What is the best audiophile speaker for a tiny square room?


I currently have Soundlabs M545 electrostatic speakers in my 9 x 11ft room. They are great speakers particularly for this small room because they are more directional than box speakers and therefore decrease sidewall reflections. However, like other electrostatics, they are hard to drive and require big amps (>200W), which tend to generate a lot of heat. Class Ds don't go well with ES speakers. Are there great easy to drive speakers that would work well in this room without compromising SQ?
128x128chungjh
I just put in Thiel CS 3.7 in a slightly larger room than yours. I removed a closet door to give me a bit more space, especially the space from my head to the wall behind me. I am assuming your space is a dedicated listening space. 

https://systems.audiogon.com/systems/7605

1) If you can do anything with this room them get some GIK Acoustic treatments (or from anybody else). GIK will work with you  remotely to find the best products to use for your room. My stuff was the lowest priced ones and the 9 panels totaled $700. They make an incredible difference. That floor stander in my room sounds great after the panels were added. I am shocked that my floor stander works so well in this room.

● Data section

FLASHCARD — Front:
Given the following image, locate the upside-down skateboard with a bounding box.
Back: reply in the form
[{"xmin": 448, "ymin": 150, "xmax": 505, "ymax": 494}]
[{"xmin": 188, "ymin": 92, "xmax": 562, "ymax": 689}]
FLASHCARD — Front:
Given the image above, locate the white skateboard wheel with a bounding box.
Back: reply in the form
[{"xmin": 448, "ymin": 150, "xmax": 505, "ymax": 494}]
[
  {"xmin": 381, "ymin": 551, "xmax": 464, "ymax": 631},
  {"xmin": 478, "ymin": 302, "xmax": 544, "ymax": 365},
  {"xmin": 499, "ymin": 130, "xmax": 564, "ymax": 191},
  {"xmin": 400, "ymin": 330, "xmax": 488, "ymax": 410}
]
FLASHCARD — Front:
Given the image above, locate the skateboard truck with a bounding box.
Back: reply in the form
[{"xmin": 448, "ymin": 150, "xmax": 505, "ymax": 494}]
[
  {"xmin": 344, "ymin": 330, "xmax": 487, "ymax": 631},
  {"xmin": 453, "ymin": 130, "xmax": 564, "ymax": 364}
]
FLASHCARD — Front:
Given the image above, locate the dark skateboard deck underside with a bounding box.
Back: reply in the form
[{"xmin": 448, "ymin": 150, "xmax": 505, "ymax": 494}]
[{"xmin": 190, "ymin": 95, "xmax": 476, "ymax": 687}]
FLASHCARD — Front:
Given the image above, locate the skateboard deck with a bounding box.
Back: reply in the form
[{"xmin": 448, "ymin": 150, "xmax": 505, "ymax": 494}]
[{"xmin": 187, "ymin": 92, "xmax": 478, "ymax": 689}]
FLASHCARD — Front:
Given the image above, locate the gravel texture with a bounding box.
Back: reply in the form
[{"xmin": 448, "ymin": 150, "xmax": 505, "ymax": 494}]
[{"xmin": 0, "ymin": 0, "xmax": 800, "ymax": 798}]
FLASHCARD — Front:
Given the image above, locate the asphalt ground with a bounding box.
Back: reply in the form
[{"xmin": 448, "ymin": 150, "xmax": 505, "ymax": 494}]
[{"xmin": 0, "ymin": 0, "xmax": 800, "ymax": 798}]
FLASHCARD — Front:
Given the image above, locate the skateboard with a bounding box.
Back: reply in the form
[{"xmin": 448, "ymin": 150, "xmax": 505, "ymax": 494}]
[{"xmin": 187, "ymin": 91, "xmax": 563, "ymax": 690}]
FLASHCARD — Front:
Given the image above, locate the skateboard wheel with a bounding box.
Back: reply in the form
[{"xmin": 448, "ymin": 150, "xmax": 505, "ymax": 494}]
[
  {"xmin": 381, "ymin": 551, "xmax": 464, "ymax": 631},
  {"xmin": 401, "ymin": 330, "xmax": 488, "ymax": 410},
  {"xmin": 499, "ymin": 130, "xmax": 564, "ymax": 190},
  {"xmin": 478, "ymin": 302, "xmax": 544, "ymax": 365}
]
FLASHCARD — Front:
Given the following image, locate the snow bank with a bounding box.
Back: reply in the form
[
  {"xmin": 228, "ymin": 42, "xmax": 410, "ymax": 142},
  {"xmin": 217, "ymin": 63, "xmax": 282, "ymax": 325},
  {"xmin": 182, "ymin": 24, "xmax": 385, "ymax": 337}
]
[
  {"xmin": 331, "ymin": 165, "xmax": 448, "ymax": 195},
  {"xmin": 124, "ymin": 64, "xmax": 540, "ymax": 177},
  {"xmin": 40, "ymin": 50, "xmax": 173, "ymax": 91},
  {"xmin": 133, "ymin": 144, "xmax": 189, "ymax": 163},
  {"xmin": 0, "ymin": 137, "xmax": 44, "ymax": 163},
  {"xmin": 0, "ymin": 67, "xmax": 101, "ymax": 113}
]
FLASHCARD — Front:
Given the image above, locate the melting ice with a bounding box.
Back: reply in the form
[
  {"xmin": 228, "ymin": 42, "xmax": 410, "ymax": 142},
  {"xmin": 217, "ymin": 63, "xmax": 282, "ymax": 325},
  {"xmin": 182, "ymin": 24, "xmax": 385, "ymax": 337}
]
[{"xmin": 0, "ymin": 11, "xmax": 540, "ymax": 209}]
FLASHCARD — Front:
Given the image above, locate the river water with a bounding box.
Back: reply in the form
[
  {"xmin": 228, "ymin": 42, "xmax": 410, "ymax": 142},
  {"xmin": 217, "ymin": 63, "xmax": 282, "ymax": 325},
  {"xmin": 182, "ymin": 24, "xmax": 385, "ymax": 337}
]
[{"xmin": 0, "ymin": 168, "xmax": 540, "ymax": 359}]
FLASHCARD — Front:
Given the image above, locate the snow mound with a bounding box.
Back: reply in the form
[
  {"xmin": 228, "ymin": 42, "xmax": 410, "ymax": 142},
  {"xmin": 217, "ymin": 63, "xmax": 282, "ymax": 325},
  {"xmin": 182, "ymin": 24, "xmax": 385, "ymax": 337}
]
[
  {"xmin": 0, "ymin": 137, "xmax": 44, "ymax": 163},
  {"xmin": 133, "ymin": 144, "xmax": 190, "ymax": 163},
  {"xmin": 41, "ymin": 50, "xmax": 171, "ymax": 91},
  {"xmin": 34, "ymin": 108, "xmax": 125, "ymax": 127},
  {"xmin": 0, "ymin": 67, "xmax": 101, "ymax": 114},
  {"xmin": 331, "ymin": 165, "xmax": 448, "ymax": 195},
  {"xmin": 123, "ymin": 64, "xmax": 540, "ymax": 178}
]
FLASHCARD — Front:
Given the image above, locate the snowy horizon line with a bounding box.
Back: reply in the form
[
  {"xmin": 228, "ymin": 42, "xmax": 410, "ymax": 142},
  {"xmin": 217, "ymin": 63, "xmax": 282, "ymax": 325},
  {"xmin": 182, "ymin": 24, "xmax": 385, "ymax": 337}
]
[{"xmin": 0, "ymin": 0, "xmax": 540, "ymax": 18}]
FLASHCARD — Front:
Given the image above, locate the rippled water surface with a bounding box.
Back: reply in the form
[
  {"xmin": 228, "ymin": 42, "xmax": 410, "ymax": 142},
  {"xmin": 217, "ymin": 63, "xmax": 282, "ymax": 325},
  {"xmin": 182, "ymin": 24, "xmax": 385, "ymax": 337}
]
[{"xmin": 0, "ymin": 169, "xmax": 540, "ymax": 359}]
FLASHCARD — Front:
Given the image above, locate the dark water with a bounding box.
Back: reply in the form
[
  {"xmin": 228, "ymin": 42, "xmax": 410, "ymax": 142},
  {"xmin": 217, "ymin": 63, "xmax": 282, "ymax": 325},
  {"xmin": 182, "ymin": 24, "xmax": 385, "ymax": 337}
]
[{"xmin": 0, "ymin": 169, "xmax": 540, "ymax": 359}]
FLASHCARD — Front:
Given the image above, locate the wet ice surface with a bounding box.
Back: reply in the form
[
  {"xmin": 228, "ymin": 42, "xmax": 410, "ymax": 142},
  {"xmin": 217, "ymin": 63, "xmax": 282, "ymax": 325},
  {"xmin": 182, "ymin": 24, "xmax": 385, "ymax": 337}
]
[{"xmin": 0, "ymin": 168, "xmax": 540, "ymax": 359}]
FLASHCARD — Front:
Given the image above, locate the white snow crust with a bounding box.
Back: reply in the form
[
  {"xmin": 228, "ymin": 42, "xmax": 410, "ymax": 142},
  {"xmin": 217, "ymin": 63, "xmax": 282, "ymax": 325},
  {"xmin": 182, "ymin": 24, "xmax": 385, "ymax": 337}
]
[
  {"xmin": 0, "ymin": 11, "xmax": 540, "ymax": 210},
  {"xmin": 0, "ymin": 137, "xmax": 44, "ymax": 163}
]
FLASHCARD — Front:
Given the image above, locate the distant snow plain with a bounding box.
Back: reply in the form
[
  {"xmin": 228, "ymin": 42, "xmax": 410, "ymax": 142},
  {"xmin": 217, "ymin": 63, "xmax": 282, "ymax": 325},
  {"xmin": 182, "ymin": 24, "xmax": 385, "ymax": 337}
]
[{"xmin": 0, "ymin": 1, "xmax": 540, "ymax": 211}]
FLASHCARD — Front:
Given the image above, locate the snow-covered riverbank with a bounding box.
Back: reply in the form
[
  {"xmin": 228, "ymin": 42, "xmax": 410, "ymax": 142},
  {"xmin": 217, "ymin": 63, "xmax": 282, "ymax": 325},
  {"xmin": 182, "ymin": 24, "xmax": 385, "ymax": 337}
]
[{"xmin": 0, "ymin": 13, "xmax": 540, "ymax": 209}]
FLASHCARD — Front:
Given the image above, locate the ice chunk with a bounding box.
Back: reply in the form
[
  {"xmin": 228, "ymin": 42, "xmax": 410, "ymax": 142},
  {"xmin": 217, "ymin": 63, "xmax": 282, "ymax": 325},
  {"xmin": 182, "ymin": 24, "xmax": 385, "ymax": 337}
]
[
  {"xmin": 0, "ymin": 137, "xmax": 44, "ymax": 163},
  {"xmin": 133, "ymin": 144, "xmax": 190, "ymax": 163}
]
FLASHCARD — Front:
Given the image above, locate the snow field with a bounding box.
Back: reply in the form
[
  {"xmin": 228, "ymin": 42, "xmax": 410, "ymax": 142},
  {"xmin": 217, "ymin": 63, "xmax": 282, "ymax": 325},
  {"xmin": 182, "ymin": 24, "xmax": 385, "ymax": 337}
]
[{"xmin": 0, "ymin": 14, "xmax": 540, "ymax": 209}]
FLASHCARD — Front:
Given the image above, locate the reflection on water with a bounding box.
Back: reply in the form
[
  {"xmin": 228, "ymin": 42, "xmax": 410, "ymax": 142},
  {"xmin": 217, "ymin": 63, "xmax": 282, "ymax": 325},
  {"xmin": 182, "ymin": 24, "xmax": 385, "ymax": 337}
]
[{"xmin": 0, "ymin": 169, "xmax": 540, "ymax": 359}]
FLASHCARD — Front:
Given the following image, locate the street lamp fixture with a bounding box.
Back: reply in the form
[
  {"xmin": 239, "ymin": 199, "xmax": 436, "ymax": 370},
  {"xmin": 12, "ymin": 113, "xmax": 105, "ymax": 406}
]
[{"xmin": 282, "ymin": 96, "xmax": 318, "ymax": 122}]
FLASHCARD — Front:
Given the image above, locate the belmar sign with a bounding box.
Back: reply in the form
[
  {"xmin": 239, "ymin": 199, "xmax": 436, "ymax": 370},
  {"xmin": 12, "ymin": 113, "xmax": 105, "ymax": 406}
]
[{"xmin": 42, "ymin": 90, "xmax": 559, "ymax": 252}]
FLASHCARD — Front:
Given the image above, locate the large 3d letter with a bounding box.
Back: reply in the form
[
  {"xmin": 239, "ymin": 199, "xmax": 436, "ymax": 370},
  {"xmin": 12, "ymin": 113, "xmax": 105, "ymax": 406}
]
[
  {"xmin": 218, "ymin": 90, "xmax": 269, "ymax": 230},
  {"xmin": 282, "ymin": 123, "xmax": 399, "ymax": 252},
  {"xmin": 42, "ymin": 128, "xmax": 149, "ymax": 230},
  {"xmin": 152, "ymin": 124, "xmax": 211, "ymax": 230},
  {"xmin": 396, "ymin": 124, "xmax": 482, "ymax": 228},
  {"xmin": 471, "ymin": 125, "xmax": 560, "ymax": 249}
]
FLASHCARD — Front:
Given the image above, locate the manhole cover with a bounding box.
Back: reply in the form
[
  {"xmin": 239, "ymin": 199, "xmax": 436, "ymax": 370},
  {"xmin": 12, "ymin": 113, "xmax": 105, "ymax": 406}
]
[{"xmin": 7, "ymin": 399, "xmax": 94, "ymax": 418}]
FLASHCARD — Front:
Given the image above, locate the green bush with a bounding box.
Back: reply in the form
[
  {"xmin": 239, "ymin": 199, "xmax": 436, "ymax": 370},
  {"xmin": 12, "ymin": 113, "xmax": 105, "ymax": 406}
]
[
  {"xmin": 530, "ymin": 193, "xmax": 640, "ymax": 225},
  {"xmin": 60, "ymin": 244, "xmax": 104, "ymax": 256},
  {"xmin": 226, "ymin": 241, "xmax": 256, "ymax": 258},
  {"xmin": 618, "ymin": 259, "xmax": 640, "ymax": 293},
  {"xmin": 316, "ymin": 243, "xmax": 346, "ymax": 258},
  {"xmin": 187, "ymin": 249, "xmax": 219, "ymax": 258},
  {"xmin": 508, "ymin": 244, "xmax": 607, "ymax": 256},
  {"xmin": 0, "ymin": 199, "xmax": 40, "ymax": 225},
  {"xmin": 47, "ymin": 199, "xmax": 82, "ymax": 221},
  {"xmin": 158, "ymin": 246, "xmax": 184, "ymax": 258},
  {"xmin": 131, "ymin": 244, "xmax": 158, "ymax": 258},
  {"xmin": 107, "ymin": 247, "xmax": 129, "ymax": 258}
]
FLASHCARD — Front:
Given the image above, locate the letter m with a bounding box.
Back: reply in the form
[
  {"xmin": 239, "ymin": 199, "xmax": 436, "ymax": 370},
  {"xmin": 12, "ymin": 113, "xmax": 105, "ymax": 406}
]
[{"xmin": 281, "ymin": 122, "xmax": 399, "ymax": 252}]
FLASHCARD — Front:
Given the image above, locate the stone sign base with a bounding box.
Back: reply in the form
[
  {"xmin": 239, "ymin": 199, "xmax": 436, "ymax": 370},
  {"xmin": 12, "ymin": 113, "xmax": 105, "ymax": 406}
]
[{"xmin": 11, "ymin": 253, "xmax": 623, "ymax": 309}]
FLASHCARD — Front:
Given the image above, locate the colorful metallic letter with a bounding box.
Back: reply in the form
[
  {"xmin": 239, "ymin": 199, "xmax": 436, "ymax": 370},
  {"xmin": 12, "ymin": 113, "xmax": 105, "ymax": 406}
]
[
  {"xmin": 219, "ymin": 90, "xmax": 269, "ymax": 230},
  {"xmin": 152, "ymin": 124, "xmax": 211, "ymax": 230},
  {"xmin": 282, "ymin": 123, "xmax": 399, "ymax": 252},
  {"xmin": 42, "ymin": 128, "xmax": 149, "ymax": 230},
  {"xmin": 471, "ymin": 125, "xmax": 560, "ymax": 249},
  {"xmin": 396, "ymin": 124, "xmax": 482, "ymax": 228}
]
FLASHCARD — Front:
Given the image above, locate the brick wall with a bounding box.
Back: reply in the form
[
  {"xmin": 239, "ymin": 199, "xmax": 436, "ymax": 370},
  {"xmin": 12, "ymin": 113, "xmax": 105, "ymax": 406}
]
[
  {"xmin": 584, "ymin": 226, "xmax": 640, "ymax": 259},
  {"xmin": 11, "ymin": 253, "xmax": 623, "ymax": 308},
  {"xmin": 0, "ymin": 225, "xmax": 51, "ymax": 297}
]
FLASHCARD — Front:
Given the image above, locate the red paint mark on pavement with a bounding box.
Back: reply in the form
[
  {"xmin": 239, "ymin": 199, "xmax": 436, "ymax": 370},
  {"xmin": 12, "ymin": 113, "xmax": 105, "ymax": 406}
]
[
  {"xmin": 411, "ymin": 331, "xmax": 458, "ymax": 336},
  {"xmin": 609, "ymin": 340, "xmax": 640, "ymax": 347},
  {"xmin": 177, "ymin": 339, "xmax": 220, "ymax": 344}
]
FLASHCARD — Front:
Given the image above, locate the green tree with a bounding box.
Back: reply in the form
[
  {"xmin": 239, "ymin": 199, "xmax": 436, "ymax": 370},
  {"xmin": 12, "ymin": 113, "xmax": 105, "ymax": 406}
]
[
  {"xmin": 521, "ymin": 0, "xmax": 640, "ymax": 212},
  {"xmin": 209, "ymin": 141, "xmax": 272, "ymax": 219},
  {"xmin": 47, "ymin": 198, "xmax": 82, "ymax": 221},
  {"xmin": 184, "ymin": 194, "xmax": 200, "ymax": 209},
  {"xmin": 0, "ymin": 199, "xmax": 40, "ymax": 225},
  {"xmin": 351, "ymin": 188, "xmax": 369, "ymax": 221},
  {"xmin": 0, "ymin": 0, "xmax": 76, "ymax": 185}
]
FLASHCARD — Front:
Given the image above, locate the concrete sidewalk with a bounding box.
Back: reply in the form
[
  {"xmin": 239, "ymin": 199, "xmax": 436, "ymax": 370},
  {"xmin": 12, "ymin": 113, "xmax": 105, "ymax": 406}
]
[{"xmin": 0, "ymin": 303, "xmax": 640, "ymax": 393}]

● Tasks to perform
(1) Translate this sentence from the speaker post into Spanish: "They are great speakers particularly for this small room because they are more directional than box speakers and therefore decrease sidewall reflections."
(2) According to the speaker post, what is the drawback of the poster's Soundlabs M545 electrostatic speakers? Answer in one to three sentences.

● Expected answers
(1) Son excelentes altavoces, especialmente para esta habitación pequeña, porque son más direccionales que los altavoces de caja y, por lo tanto, reducen las reflexiones de las paredes laterales.

(2) Like other electrostatics, they are hard to drive and need big amps of more than 200W, which tend to generate a lot of heat. Class D amps don't go well with electrostatic speakers.